> Region pointing data:
+===+
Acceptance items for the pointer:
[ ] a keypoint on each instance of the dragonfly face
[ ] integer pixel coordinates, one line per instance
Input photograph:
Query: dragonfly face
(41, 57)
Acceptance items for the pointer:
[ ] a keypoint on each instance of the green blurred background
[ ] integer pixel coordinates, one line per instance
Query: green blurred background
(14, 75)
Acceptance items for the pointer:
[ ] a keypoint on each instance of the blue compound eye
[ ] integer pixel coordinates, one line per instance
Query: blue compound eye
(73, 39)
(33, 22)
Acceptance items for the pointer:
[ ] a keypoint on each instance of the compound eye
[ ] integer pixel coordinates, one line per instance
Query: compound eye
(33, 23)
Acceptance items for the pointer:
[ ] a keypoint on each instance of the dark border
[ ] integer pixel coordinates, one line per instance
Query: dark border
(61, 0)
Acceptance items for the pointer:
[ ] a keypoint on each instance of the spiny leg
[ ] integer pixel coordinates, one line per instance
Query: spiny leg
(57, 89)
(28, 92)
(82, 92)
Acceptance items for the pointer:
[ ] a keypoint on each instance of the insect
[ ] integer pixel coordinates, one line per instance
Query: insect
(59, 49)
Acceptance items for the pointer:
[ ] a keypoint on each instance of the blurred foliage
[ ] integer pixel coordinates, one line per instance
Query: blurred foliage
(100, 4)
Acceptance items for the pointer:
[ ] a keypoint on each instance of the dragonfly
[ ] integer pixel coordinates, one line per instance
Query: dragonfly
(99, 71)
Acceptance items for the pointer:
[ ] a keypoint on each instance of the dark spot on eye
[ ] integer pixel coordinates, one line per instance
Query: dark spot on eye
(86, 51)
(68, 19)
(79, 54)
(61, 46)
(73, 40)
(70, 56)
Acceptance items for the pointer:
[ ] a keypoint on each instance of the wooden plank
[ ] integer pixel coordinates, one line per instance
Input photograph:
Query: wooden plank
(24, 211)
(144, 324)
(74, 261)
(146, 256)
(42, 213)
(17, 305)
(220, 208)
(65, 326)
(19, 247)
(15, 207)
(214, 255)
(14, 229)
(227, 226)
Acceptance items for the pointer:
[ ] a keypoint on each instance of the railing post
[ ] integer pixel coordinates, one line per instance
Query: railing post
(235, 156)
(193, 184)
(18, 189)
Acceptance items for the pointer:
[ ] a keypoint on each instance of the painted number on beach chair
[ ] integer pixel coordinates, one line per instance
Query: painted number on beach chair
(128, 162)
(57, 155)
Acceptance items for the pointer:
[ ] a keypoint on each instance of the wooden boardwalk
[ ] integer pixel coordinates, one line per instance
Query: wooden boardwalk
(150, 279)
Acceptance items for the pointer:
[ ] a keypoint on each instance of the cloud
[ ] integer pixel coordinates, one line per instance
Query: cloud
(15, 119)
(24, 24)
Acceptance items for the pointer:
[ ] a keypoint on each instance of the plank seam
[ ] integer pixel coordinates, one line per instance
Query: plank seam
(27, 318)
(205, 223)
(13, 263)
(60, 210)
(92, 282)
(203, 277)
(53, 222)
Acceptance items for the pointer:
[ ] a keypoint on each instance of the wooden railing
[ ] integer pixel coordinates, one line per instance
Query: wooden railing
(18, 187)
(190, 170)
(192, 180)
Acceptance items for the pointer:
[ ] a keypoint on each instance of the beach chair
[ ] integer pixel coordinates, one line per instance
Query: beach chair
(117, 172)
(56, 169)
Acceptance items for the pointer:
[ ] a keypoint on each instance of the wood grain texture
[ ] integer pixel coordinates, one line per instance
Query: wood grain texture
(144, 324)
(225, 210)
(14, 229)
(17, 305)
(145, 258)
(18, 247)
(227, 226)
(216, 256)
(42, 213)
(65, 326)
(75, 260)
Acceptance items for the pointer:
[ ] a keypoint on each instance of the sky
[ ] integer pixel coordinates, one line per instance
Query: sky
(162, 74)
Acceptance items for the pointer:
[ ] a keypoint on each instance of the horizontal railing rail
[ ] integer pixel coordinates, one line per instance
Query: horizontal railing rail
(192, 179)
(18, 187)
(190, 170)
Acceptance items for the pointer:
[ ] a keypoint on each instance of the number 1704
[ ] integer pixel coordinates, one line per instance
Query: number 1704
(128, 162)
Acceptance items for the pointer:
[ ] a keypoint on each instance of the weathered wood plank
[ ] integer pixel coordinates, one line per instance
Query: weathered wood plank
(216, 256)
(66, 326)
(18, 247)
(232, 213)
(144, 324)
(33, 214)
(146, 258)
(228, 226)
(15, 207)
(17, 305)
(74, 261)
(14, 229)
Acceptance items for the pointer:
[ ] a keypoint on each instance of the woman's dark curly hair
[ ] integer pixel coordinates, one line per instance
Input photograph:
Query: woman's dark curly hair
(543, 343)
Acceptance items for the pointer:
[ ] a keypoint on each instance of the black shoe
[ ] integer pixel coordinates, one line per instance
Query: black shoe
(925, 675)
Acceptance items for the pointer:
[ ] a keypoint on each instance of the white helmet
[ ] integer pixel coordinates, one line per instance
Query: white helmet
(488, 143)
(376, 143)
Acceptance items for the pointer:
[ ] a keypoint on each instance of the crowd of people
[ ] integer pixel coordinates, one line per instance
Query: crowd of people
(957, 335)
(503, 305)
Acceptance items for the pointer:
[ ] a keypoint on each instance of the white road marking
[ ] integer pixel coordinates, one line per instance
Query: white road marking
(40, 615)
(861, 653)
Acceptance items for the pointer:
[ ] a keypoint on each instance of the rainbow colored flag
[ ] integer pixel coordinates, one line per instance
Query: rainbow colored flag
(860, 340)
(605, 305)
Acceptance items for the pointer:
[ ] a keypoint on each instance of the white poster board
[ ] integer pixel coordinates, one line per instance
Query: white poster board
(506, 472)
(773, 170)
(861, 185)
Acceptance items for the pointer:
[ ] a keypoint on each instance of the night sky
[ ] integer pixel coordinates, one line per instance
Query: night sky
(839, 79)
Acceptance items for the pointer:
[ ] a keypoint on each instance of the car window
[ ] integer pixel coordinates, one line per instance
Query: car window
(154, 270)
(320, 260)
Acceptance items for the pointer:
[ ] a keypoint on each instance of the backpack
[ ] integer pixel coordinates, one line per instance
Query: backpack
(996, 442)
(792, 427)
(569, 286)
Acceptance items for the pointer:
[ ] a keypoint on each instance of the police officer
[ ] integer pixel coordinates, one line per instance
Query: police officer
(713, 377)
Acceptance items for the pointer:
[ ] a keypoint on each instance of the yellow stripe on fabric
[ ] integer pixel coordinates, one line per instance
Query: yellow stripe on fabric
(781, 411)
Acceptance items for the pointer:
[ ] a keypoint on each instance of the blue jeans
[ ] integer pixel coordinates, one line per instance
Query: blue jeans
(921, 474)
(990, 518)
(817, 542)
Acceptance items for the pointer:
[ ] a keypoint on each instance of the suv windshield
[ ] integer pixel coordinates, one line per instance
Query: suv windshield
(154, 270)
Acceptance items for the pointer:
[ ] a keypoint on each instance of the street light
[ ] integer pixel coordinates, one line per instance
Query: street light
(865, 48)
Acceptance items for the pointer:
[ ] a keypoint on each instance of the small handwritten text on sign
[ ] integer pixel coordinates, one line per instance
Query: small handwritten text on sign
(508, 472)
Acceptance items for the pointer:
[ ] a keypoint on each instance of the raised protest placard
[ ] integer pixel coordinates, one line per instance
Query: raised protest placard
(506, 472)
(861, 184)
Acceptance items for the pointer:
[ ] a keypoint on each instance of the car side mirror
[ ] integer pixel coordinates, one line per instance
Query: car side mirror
+===+
> What you are asked to do:
Using the entries, return every line where the word "mirror" can be found.

> Solution for this problem:
[ ] a keypoint on each instance of the car side mirror
Query: car side mirror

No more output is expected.